§ ABOUT THIS TASK
I need the lines from the one with "Where can you spot the player's raised" through the end of the material, copied exactly and with nothing else included.
------
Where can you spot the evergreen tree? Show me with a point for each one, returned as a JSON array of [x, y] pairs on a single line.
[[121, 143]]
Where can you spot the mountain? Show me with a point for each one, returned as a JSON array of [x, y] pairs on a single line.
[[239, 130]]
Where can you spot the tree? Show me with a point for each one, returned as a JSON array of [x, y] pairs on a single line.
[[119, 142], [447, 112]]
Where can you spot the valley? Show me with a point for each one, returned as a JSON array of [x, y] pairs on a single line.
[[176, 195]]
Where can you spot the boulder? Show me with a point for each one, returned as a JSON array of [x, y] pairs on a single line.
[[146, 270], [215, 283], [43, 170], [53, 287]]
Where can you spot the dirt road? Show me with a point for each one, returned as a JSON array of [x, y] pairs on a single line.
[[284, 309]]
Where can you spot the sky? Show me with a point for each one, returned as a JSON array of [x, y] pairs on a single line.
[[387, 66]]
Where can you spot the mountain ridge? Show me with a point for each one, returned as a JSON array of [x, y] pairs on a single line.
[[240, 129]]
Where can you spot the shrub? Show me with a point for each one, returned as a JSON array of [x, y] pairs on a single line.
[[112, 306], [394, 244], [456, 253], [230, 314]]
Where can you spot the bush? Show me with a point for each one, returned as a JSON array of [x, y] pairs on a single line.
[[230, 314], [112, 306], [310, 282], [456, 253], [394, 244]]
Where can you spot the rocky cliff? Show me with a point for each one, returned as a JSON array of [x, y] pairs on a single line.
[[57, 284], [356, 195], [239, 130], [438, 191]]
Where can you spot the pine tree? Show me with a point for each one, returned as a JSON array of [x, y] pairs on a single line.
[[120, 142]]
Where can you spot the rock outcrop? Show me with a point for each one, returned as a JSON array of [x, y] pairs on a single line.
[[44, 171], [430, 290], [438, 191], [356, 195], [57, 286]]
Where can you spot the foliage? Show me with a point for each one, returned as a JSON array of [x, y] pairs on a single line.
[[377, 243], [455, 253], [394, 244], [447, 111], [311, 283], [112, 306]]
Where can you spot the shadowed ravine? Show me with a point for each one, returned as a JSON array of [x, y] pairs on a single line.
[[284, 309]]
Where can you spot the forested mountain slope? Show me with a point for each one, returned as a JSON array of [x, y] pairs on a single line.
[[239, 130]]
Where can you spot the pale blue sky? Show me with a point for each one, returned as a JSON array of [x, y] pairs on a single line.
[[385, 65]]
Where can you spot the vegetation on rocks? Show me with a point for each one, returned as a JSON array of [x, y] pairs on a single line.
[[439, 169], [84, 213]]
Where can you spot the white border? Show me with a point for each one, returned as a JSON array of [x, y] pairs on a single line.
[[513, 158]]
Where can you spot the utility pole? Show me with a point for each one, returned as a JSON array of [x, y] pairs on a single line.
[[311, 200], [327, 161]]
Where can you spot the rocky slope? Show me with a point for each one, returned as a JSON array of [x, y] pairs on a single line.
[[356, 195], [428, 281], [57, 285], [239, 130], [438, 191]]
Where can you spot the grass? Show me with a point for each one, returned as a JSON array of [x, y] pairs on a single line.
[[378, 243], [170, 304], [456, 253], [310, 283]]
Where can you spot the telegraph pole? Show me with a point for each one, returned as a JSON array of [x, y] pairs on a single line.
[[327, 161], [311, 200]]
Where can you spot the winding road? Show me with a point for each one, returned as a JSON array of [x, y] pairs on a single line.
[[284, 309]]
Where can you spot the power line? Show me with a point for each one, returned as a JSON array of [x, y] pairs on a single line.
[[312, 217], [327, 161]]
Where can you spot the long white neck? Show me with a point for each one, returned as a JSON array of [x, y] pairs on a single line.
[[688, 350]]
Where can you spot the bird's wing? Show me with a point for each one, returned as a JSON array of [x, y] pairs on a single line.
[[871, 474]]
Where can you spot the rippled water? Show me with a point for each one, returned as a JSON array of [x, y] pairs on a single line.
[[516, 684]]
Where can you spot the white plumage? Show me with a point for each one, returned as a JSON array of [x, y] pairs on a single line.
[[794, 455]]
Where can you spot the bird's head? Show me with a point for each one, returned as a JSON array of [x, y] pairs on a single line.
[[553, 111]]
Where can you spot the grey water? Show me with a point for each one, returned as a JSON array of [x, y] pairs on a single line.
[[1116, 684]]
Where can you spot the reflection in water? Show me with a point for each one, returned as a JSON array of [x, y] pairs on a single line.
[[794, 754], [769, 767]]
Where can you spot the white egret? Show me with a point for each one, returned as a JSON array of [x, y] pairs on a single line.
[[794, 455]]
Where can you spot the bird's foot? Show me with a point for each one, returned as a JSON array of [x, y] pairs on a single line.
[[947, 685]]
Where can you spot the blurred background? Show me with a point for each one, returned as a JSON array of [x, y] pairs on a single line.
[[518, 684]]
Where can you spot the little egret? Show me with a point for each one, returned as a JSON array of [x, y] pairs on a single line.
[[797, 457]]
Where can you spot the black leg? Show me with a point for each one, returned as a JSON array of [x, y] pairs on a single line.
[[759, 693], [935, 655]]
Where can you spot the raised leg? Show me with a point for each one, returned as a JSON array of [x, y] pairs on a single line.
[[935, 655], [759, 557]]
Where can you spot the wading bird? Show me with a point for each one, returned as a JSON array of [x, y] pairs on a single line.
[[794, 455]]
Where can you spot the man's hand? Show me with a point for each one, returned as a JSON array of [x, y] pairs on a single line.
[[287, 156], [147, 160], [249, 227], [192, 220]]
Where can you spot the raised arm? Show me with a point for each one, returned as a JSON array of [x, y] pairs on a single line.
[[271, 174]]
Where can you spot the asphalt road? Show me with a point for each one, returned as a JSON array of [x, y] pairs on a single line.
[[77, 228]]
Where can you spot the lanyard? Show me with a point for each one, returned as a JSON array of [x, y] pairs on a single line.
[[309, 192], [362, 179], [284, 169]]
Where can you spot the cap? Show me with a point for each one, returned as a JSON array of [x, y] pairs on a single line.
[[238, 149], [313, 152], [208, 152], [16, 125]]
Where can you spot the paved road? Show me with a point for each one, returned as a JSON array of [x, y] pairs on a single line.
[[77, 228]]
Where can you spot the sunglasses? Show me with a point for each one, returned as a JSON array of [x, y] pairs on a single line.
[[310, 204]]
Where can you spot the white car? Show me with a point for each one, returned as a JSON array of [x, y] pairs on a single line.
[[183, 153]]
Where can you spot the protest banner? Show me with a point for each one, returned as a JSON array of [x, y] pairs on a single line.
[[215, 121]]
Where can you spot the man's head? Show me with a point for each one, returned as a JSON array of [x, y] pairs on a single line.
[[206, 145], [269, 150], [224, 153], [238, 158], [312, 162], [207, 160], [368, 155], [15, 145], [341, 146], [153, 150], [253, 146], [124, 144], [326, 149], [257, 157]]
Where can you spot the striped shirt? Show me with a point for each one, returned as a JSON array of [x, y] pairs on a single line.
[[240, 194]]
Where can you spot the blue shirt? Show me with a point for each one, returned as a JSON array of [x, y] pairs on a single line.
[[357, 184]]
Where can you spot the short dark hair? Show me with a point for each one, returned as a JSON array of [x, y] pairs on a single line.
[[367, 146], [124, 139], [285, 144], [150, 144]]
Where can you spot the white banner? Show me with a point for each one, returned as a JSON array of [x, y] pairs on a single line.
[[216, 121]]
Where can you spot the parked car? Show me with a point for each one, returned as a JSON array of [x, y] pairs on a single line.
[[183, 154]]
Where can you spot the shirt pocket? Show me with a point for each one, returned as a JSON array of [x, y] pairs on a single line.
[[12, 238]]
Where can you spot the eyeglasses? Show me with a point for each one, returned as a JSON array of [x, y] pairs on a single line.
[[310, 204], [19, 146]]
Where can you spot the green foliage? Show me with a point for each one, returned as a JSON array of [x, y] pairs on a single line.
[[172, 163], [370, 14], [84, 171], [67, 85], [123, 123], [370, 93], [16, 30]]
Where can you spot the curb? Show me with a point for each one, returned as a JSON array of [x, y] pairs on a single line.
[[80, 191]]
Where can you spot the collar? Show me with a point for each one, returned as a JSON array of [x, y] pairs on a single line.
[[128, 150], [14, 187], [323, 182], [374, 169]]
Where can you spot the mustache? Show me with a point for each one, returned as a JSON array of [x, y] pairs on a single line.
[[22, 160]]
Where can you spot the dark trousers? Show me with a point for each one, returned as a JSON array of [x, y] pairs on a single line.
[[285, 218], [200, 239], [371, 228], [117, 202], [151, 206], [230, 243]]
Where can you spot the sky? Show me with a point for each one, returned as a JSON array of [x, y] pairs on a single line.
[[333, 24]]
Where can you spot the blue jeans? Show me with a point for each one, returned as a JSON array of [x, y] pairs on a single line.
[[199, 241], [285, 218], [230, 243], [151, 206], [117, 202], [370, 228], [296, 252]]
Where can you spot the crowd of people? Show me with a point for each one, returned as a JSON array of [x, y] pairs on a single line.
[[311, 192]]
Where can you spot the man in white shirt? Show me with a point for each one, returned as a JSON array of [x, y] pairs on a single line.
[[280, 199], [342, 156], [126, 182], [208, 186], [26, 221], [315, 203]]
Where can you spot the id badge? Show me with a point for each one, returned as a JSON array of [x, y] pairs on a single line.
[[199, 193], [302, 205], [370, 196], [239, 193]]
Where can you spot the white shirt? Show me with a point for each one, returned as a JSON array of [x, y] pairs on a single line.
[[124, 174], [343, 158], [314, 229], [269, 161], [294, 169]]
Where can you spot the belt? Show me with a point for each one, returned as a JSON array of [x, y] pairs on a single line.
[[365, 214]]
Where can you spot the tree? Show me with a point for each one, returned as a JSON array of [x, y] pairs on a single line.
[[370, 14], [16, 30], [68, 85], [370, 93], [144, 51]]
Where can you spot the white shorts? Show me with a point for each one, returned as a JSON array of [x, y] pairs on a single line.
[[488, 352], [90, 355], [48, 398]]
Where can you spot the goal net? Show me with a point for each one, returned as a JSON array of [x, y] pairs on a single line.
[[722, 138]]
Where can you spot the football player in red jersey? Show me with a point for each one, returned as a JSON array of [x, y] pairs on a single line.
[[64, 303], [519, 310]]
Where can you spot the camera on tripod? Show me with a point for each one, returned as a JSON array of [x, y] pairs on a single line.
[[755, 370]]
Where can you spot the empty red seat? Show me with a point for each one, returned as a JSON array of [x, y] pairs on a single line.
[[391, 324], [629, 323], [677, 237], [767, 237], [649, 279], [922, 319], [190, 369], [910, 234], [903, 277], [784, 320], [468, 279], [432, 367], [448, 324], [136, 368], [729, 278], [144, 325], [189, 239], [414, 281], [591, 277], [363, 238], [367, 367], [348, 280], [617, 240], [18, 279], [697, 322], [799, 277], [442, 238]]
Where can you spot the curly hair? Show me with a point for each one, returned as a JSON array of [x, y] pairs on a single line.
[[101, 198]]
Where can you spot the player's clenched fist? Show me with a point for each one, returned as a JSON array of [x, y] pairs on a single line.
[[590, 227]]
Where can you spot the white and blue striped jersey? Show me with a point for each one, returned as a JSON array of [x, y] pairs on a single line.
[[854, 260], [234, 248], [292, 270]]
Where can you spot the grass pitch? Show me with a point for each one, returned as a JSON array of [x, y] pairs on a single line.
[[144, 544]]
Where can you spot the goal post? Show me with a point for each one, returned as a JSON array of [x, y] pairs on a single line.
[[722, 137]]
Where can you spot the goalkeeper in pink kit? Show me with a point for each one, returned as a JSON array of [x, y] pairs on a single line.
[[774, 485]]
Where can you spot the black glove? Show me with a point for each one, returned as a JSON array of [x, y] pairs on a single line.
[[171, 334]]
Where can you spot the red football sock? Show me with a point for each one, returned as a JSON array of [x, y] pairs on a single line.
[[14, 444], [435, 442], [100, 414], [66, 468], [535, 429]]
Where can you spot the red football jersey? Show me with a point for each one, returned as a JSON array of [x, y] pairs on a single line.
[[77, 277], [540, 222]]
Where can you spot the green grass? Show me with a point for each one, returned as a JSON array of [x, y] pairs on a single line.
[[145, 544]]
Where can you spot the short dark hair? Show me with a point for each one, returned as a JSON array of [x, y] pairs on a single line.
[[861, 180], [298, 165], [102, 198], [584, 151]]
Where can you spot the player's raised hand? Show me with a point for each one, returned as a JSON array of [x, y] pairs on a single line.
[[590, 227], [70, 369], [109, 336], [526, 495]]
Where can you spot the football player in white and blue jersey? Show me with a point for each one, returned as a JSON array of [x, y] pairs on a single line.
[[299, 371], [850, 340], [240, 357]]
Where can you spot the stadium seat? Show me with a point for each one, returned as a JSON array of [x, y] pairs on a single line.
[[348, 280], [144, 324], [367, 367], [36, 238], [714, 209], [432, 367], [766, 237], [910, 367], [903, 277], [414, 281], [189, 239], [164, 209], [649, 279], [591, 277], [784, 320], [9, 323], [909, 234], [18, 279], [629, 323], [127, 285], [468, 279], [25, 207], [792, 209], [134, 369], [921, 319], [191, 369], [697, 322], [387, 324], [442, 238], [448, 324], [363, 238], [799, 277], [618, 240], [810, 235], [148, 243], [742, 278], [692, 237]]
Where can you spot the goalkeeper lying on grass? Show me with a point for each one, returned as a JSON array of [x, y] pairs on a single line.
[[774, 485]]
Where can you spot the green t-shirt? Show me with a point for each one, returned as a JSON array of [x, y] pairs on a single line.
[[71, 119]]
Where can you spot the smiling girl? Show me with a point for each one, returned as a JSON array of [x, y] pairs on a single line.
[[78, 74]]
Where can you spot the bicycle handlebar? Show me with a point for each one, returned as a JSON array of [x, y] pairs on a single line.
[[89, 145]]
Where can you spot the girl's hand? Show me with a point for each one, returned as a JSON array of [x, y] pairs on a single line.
------
§ RESULT
Where can you spot the player's raised hand? Show me with a point for each one, returned as a JSON array of [x, y] pairs on a single line.
[[590, 227], [70, 369], [109, 336], [526, 495]]
Where can you spot the football player in white and blue jersey? Show me with a point for each one, returned as a JSON array of [x, y] pairs on a single line.
[[299, 371], [850, 340], [240, 357]]
Where can you spot the stadium seat? Show me with a point for each one, returned as a JSON array of [x, y] pairs on a single line.
[[348, 280], [144, 324], [367, 367], [36, 238], [714, 209], [432, 367], [766, 237], [910, 367], [903, 277], [414, 281], [189, 239], [164, 209], [649, 279], [591, 277], [784, 320], [9, 323], [909, 234], [18, 279], [629, 323], [127, 285], [468, 279], [25, 207], [792, 209], [134, 369], [921, 319], [191, 369], [697, 322], [387, 324], [442, 238], [448, 324], [363, 238], [799, 277], [618, 240], [810, 235], [148, 243], [742, 278], [692, 237]]
Where can you spot the goalkeeper lying on grass? Show me with a point for each one, returned as a JSON array of [x, y] pairs on a single line.
[[774, 485]]
Where can you spot the green t-shirt? Show me with a point for each one, returned as a JSON array of [x, y] pairs on a single line.
[[71, 119]]
Where can you spot the smiling girl? Show me with a point for each one, returned as a JSON array of [x, y] pairs on a single line.
[[78, 74]]
Where can you spot the bicycle handlebar? Show me with a point for each one, returned as a JSON array of [x, y] pairs on a single line.
[[89, 145]]
Where can you spot the girl's hand? Show me with a point for each one, returned as a JSON array of [x, y] pairs on a single line.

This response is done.